<<<<

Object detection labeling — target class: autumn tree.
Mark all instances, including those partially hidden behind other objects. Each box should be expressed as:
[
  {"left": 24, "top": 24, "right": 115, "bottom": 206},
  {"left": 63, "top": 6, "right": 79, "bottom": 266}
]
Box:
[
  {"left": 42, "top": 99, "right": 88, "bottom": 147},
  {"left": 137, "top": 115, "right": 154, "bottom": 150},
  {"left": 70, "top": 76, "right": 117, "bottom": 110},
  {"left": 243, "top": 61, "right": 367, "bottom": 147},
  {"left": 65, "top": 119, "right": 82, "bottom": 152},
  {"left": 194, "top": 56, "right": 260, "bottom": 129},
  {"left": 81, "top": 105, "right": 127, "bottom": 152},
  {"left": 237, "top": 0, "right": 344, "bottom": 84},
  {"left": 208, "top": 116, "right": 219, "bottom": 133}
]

>>>>
<<<<

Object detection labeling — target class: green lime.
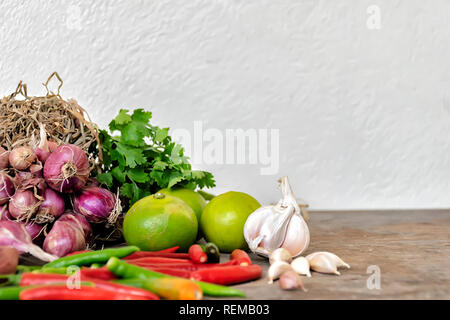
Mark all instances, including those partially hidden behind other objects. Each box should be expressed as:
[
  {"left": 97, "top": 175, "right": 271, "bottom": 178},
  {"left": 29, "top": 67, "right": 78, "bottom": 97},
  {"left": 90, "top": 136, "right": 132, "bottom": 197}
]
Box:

>>>>
<<<<

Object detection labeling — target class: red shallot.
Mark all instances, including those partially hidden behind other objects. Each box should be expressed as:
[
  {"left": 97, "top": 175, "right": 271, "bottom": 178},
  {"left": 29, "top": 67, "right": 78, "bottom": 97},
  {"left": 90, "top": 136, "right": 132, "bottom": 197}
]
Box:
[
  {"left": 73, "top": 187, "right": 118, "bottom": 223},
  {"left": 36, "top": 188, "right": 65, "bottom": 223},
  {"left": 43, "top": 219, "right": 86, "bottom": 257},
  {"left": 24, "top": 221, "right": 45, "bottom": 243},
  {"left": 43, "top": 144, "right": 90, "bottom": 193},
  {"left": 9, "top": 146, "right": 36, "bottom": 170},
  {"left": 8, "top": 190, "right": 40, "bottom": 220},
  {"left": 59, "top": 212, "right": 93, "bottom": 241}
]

>>>>

• _Exercise_: Tell how many lines of the data include the word "labeling", and nothing else.

• _Task answer_: 3